# [Exercise requirements]
Please rewrite the listing from the line with "Target — pink shirt." to the line with "(1110, 245)", substituting "truck" for every occurrence of "van" and leaving everything else unchanged. Return only those lines.
-----
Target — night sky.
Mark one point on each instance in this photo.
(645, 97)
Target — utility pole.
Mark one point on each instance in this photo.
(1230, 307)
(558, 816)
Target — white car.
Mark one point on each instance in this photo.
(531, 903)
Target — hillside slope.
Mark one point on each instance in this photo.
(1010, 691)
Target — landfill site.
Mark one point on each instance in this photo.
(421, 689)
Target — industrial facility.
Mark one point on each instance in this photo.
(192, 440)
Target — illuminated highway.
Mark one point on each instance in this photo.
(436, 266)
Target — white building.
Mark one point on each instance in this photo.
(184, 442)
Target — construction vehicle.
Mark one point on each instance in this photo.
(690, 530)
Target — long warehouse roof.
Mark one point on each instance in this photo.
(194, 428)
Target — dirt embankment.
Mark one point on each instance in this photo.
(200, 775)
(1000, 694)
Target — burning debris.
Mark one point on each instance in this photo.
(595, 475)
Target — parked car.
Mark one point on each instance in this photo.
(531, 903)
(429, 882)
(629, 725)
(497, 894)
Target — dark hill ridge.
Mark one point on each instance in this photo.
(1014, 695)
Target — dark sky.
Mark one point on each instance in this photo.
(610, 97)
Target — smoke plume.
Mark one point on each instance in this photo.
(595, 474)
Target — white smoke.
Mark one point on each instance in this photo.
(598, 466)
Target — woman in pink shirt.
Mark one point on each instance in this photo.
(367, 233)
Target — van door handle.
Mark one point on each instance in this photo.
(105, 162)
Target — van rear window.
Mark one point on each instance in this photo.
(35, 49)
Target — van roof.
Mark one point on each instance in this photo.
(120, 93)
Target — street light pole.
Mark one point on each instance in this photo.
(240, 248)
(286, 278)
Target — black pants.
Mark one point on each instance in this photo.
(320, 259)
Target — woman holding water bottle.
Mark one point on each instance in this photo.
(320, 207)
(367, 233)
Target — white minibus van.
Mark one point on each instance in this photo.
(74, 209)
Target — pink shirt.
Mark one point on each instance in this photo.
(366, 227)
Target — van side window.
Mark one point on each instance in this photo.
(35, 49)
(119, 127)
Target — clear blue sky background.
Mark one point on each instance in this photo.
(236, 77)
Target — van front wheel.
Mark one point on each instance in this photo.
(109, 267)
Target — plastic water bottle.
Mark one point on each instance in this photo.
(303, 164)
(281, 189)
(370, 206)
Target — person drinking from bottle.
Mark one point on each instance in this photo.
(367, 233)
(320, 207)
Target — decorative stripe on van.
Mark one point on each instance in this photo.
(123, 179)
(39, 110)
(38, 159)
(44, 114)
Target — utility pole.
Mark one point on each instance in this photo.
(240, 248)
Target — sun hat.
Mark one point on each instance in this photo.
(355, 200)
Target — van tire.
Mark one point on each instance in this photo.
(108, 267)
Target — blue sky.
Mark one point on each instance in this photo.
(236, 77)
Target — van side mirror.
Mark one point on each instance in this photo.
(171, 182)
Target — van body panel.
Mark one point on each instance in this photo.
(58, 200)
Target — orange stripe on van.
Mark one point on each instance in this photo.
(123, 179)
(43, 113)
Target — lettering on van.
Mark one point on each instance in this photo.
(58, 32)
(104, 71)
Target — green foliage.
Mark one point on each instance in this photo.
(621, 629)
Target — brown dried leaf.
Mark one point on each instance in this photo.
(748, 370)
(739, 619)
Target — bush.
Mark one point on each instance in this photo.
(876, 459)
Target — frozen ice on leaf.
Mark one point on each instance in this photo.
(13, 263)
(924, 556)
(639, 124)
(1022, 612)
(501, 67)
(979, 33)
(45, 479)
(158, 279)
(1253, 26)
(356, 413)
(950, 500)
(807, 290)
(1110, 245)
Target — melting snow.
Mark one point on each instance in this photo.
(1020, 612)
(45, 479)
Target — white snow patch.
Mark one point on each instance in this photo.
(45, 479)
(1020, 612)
-----
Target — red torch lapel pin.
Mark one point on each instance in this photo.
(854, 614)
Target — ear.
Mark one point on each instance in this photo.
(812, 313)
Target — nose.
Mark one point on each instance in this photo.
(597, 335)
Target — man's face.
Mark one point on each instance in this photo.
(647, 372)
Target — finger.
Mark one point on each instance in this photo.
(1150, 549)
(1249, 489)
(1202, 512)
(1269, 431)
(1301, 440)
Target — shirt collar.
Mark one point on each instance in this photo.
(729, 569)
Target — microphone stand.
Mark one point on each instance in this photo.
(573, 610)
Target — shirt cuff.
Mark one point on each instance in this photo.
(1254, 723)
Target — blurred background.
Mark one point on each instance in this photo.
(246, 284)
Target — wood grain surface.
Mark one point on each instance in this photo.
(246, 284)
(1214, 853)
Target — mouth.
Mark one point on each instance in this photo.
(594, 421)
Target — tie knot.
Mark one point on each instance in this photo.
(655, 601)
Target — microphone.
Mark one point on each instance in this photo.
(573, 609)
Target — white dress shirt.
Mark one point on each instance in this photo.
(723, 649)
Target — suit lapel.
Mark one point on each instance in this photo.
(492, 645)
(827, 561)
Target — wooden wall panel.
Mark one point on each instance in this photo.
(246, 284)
-----
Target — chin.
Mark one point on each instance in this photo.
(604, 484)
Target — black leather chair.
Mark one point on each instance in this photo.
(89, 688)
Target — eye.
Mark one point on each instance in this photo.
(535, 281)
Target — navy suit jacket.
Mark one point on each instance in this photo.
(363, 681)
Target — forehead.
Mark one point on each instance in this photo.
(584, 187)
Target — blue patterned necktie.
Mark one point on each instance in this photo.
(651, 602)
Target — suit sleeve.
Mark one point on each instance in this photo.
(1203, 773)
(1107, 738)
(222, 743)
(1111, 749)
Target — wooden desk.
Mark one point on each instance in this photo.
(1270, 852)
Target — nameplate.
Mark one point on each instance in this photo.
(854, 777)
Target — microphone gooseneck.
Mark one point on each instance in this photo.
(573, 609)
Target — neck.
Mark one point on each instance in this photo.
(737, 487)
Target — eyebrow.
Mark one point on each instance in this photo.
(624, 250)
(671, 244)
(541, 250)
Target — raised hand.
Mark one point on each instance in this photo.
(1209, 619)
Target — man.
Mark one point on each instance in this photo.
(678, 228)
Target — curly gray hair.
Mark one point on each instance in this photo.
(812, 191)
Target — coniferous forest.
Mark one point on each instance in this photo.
-----
# [Task output]
Target — pink shirt.
Mark one point on each instance in this photo.
(366, 227)
Target — truck side window.
Mark one point on each instance in this photo.
(35, 49)
(119, 127)
Target — clear blue sky background.
Mark one point on each instance in this photo.
(236, 77)
Target — truck front wheel.
Mark one point on each instance in this photo.
(109, 267)
Target — plastic water bottle.
Mark one point on each instance in this photo.
(303, 164)
(281, 189)
(370, 206)
Target — person drinking from bottle.
Mark one point on each instance in this photo.
(367, 233)
(320, 207)
Target — decorative stripe on truck.
Mark one point on each instance in this photo.
(123, 179)
(39, 110)
(38, 159)
(44, 114)
Target — utility pole.
Mark one point on each instance in this photo.
(240, 248)
Target — sun hat.
Mark one point on each instance in this photo.
(355, 200)
Target — truck tire.
Mark one point on each instance in this photo.
(108, 267)
Target — blue sky.
Mark one point on each instance in this photo.
(236, 77)
Target — truck side mirror.
Mark one point on each instance in this photo.
(171, 182)
Target — truck body panel.
Mark one point on each instance in this photo.
(58, 200)
Target — orange stripe on truck.
Mark one point on each instance in this photo.
(123, 179)
(43, 113)
Target — lettering on truck.
Mark one point on each instance in this photo.
(58, 32)
(104, 71)
Target — green foliage.
Mark one point on each instance in this photo.
(621, 629)
Target — brown dried leaf.
Mark one point on each instance in this photo.
(748, 370)
(739, 619)
Target — bush.
Mark one point on each instance in this photo.
(876, 459)
Target — frozen ice on leaf.
Mark one point on each instance in this photo.
(13, 263)
(924, 556)
(639, 124)
(1022, 612)
(501, 67)
(979, 33)
(45, 479)
(158, 279)
(1253, 26)
(356, 413)
(950, 500)
(807, 290)
(1110, 245)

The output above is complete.